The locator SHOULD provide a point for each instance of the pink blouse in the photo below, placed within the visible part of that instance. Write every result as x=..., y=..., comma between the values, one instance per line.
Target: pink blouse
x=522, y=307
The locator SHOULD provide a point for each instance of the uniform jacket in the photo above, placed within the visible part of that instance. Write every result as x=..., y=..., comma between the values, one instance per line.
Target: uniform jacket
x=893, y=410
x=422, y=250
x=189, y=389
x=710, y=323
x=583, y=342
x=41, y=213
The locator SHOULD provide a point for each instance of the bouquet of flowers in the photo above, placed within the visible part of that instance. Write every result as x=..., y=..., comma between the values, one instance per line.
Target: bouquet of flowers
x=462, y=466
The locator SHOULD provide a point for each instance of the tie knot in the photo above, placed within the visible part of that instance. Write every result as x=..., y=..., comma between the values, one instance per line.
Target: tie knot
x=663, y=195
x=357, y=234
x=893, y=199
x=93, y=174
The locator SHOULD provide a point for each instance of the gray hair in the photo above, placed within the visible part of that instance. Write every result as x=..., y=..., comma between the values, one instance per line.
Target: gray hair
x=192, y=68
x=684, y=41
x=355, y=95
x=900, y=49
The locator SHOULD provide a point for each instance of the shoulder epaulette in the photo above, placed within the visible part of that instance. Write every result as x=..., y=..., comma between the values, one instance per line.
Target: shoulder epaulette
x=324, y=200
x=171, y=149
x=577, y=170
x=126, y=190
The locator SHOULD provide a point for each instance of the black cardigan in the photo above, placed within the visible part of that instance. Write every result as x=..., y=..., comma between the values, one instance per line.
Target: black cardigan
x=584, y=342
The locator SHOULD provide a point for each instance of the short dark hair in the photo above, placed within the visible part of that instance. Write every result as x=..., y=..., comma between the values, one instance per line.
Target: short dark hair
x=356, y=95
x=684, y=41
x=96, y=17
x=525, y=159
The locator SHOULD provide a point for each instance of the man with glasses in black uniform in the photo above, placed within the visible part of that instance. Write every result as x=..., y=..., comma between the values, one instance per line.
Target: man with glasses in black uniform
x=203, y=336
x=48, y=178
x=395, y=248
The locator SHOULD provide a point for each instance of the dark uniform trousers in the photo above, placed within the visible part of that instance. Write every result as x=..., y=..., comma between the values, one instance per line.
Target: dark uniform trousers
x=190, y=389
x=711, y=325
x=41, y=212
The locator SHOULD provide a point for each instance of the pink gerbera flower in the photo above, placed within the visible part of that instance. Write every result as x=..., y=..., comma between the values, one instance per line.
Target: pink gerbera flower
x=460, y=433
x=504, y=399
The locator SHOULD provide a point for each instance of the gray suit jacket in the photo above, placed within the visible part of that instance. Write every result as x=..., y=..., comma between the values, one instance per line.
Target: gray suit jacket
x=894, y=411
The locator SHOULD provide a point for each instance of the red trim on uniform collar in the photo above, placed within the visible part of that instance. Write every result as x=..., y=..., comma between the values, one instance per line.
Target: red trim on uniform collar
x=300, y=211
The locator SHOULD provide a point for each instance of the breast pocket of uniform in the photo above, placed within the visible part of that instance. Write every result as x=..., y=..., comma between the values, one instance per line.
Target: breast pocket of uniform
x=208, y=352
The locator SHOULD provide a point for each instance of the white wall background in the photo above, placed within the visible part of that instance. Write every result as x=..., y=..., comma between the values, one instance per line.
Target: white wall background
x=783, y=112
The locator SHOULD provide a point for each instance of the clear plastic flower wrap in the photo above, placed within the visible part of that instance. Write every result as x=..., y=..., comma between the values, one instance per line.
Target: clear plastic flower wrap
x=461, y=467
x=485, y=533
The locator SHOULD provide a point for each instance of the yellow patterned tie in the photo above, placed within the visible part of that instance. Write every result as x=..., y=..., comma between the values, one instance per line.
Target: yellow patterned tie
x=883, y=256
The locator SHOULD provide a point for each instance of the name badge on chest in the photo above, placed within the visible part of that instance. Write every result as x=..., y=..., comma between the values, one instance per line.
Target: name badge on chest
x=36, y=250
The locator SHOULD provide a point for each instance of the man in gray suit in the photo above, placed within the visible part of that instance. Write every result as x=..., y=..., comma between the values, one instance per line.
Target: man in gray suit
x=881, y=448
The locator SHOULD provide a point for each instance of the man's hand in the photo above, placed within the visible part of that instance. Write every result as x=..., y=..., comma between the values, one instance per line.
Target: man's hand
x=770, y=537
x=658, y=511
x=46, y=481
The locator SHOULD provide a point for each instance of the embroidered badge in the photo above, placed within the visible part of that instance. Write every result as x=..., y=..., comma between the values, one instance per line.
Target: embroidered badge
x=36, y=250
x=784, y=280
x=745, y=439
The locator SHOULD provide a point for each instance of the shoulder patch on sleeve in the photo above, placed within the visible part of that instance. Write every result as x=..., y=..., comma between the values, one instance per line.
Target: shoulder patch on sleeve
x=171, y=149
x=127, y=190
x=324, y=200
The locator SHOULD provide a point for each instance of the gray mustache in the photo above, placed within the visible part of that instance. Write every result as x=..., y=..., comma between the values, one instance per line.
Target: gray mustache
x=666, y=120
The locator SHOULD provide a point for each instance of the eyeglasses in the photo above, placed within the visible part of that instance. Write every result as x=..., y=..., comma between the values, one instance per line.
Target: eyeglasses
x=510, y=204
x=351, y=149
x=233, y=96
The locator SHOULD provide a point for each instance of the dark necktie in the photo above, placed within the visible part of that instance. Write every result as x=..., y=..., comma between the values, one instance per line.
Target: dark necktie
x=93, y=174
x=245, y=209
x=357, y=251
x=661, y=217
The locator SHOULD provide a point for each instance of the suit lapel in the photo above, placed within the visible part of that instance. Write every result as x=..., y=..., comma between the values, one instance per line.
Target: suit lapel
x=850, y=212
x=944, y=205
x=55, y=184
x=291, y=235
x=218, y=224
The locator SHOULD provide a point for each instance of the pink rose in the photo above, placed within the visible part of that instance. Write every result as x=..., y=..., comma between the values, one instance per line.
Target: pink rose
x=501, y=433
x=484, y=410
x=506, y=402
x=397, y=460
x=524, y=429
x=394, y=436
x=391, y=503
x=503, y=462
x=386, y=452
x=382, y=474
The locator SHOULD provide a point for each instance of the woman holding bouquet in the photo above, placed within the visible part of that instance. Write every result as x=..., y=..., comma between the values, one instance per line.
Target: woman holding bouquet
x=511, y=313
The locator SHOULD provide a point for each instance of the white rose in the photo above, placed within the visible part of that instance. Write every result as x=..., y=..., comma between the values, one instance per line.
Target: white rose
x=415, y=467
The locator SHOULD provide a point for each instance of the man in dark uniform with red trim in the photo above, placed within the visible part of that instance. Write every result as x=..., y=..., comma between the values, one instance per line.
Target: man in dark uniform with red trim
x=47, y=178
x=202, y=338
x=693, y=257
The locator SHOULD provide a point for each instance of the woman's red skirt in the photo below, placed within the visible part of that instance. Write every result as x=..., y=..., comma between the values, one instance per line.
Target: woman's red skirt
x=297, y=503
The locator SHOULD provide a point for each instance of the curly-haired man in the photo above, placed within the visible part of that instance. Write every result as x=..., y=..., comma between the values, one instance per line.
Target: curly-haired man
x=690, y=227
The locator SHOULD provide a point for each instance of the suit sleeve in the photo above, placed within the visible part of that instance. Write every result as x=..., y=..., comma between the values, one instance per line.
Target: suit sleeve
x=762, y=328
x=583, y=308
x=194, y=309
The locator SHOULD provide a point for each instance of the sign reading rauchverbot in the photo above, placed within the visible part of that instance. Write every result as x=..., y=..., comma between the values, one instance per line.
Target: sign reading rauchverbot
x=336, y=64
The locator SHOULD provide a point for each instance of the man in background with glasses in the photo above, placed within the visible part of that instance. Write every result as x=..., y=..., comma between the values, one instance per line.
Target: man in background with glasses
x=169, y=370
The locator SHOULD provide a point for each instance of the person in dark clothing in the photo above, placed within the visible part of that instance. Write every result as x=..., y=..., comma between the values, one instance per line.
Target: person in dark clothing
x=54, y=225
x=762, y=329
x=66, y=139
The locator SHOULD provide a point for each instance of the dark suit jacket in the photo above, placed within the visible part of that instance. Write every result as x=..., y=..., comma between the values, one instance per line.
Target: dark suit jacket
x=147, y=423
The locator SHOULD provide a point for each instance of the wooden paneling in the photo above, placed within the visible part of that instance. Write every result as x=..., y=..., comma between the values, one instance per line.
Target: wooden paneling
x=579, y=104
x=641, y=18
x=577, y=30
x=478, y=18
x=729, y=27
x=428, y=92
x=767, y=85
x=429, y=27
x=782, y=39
------------------------------------------------
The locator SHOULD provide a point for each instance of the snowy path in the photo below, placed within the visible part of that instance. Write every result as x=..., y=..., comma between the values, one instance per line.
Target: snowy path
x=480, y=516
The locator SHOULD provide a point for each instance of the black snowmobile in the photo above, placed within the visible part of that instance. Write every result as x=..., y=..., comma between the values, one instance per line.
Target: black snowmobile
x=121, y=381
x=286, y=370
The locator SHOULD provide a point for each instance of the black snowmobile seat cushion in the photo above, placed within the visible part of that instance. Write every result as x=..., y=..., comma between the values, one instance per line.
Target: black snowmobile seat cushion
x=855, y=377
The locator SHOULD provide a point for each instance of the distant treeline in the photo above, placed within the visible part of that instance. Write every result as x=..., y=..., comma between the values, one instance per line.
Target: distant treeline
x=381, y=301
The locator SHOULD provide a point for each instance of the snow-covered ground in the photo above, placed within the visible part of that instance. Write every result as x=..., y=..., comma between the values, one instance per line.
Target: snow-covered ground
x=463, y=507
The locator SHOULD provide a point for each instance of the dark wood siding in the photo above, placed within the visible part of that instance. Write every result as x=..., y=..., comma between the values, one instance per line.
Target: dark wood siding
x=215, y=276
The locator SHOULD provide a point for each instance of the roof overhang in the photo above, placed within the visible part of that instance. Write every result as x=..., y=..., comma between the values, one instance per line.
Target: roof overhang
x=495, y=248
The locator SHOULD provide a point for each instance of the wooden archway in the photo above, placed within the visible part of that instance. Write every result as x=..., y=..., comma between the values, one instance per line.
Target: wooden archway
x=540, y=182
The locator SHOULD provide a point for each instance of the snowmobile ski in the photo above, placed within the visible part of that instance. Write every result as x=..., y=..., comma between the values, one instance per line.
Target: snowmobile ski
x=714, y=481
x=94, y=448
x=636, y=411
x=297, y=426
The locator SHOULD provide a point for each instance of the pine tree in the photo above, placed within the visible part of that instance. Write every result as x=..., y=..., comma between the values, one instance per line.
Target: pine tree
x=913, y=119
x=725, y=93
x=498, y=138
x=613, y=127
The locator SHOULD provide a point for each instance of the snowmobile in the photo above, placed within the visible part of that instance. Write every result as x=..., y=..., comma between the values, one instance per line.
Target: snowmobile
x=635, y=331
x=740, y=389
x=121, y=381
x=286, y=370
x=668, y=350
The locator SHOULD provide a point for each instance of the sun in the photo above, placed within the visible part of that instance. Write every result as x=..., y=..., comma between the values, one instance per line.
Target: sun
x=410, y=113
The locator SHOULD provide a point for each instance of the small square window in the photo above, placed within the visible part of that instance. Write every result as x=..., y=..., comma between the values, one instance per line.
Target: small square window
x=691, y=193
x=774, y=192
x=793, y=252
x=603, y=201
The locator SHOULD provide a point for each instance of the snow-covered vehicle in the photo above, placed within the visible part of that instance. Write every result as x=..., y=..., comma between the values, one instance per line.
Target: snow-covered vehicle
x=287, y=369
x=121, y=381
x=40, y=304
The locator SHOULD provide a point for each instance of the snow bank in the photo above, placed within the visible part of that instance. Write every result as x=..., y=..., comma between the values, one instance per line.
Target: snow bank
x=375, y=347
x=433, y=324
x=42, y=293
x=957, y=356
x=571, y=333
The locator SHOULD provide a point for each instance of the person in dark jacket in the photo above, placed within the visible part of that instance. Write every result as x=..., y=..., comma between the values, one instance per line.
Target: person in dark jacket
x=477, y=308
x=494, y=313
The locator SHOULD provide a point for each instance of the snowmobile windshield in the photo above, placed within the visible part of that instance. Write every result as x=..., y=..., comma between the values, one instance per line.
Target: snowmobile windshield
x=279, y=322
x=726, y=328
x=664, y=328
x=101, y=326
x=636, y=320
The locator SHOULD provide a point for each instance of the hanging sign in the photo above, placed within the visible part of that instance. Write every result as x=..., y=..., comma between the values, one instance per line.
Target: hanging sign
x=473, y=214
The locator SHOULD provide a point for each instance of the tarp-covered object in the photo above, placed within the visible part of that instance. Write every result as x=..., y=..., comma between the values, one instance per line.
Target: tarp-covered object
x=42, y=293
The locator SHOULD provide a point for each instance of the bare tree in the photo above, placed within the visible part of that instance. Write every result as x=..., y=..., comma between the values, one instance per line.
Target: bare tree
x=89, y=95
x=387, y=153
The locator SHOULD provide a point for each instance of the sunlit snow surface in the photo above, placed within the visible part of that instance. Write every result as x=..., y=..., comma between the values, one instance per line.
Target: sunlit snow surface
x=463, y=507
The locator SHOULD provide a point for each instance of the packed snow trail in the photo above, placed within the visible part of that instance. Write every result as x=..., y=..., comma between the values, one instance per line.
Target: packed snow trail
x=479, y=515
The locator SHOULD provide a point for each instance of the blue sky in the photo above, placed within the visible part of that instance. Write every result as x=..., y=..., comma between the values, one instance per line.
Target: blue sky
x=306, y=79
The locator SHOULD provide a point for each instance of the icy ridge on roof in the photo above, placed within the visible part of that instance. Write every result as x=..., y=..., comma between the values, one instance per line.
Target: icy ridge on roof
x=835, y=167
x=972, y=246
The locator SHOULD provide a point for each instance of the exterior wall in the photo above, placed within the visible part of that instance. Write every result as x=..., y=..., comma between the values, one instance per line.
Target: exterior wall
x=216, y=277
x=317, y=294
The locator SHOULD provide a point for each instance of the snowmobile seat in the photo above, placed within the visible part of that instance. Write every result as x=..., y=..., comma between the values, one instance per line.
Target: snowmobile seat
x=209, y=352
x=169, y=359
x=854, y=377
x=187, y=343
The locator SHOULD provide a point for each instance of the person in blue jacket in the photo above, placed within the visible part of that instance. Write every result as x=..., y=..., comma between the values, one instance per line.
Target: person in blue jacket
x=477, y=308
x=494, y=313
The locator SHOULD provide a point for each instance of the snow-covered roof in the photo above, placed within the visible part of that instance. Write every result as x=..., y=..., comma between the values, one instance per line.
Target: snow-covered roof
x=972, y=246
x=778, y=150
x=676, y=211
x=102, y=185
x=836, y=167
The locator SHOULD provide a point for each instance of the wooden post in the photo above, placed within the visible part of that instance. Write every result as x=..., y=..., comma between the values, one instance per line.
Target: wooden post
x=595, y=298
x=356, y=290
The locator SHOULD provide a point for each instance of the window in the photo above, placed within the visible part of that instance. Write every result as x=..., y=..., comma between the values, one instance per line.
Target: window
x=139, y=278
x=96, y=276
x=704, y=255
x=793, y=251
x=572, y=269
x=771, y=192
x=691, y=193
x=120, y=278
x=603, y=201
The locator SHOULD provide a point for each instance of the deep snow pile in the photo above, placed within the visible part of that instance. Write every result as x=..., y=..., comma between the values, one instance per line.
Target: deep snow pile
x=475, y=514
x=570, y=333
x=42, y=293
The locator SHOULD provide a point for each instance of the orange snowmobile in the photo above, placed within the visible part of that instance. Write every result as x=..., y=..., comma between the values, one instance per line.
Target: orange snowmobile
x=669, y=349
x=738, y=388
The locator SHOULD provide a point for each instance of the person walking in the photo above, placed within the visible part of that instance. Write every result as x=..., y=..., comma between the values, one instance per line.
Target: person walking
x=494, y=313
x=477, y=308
------------------------------------------------
Please show every line of the records that holds the word "below".

» Exercise solution
The locator SHOULD provide a point for each instance of the pink blouse in the photo below, placed within the visible part of that instance. Write every result as x=..., y=..., comma between the values, one instance per line.
The locator SHOULD provide a point for each instance of the woman's red skirt in the photo below, placed within the visible part of that instance. Write every result as x=..., y=..., comma between the values, one instance per line.
The locator SHOULD provide a point for each instance of the snowy path in the photo below, placed within the visible part of that instance. Write every result as x=..., y=..., comma between the values, one instance per line.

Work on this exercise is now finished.